__TASK REQUIREMENTS__:
Could each entry be returned exactly as it appears?
★ ★ ★ ★ ★ ★ ★
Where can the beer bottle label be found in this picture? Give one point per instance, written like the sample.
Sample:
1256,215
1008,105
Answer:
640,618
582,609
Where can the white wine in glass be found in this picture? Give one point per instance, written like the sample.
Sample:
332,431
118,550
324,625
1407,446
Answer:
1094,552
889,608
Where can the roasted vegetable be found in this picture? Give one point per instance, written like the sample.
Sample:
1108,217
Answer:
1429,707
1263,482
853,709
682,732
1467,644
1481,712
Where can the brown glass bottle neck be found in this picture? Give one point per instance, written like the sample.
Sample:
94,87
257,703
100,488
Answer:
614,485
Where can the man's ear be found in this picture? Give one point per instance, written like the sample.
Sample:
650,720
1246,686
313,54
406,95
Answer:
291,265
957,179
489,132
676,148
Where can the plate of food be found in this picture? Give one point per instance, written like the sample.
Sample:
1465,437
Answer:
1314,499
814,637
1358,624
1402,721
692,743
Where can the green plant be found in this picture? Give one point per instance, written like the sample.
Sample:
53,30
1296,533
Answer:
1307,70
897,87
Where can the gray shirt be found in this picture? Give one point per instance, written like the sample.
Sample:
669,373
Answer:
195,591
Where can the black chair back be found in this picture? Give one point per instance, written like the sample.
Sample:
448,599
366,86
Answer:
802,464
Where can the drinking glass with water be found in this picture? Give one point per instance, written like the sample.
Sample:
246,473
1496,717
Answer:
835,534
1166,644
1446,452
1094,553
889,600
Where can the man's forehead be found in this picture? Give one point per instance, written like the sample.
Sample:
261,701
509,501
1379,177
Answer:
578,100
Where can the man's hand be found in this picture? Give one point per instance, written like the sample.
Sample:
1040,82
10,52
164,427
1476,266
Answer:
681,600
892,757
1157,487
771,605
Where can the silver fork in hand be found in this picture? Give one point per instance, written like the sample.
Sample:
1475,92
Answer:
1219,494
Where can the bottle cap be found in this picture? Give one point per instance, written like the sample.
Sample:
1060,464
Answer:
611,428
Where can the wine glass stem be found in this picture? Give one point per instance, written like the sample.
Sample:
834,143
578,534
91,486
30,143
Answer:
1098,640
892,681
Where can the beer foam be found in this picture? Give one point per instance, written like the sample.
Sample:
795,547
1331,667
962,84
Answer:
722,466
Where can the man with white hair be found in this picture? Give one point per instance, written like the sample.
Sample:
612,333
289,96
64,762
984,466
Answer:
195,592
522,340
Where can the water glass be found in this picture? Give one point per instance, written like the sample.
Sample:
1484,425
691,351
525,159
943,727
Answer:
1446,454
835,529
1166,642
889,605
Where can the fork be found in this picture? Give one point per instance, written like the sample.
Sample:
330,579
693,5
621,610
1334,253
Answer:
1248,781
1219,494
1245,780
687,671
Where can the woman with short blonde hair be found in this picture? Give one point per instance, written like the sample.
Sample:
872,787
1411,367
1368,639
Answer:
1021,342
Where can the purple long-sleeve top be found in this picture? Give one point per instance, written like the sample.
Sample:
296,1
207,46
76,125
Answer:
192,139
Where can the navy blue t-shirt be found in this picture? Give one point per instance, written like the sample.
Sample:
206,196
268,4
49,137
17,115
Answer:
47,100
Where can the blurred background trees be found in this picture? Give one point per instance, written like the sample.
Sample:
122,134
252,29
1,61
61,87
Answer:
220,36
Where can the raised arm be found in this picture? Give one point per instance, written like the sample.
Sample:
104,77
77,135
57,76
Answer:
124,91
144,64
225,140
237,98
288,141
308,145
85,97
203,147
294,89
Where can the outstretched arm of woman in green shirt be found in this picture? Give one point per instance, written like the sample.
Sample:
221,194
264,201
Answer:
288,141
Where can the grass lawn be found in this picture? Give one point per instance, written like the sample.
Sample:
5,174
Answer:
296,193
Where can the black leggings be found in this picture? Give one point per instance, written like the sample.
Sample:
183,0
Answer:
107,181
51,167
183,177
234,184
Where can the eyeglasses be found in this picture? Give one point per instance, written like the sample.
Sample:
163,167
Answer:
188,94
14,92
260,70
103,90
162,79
★ ★ ★ ★ ★ ★ ★
__SOLUTION TO THIS PROBLEM__:
Where can the beer bottle label be found in this picture? Give one point per instance, written like the sample.
Sample:
1256,215
1008,105
Answer:
640,618
582,609
Where can the white wine in glass be found in this picture? Give one point per instance, written like the sample.
Sample:
332,431
118,550
324,625
1407,446
Answer:
1094,552
889,608
Where can the roasted vegetable be found in this picture? Give one point per instance, written like the sample.
Sample:
1108,217
Answer:
1429,707
1263,482
853,709
682,732
1467,644
1481,712
Where can the brown glass bottle neck be found in this picture? Give one point per instance, written like the sample.
Sample:
94,87
257,703
100,488
Answer:
614,485
Where can the man's ear be found in this picture? Give one point per instance, written like the sample.
Sample:
650,720
1246,686
313,54
406,95
Answer:
291,265
957,179
489,132
676,148
Where can the plate of food be found in this picture? Give one point per instance, written like the sample.
Sample:
1465,437
Answer:
1314,499
814,637
1358,624
1402,721
692,743
Where can the green plant be found in this picture? Give one point per instance, written like the sample.
Sample:
53,30
1296,533
Answer:
1307,70
897,87
Where can the gray shirt be found in this picture? Give one point per instance, written like the sample.
Sample:
669,373
Answer:
195,591
Where can the black chair back be found in this picture? Give one point per instance, written like the sample.
Sample:
448,599
366,86
Answer:
802,464
Where can the drinking glass with water be found in this picture? Give one point per instance, written like the sample.
Sample:
246,473
1496,717
Answer:
835,534
1166,644
1446,452
1094,553
889,600
Where can the man's forehead be found in this picture? Give one point per instance, written like the sample.
Sample:
261,701
509,501
1379,177
Answer:
578,100
Where can the man's hand be found in this picture? Give one point per instance, written like the sample.
Sample:
1040,82
10,52
164,427
1476,266
Answer:
681,600
892,757
1157,487
771,605
Where can the silver fork in hand be found in this picture? Give one point per instance, written like the sample.
Sample:
1475,92
Answer:
1219,494
Where can the bottle cap be found in this picture? Give one point per instance, written like the sample.
Sample:
1060,464
Answer:
611,428
Where can the wine glass stem be found in this picture? Give one point per instance, written like the sample.
Sample:
834,143
578,534
91,486
30,143
Answer:
1098,640
892,681
Where can the beer foam be found in this picture? Give one point per instance, written like the sample.
Sample:
795,547
1331,667
962,84
Answer:
722,466
Where can the man with white hair be found in this picture? Give one point per instance, written like the sample.
Sample:
612,333
289,96
64,762
984,466
Answer:
195,592
522,340
Where can the water glass be found in this picture? Give one point per instance, written like the sample.
Sample:
1484,425
691,351
525,159
943,727
Answer:
1446,454
835,529
1166,642
889,605
Where can the fork be found in this picture? Give one point per instance, written like the sample.
Sample:
330,579
693,5
621,610
1334,253
Answer:
1248,781
1219,494
1245,780
687,671
Where can the woman with short blonde hair be found in this picture? Give one point per instance, written like the sample.
Sample:
872,787
1411,367
1368,639
Answer:
1021,342
Where can the purple long-sleeve top be found in this picture? Give one point per instance, written like the sample.
Sample:
296,1
207,46
76,125
Answer:
192,139
Where can the navy blue t-shirt be found in this picture? Give one point per instance, written like the sample.
Sample:
206,196
268,4
49,137
17,115
Answer:
47,100
Where can the blurred background trees be found in this picture? Give one point per instance, written like the sample.
Sample:
122,134
252,29
1,61
61,87
Answer:
220,36
Where can the raised arm be found in this picture? Give one point per instance, written like the sample.
Sample:
104,77
77,135
57,76
Answer:
124,91
144,64
225,140
237,98
288,141
308,145
85,97
203,147
294,89
Where can the outstretched arm of woman in green shirt be found in this picture? Give one point per instance, written like the sample.
Sample:
221,194
264,201
Answer:
288,141
Where can the grass lawn be found in this picture? Give one point per instance, written like the sample.
Sample:
5,174
Answer:
296,193
Where can the black leggings be found in this picture? Give one point per instance, written like the sample.
Sample:
183,0
Answer:
107,181
51,167
183,177
234,184
Where can the eyeglasses be found in this picture? Give one point per instance, written like the sample.
Sample:
163,167
Answer:
188,94
14,92
260,70
103,90
162,79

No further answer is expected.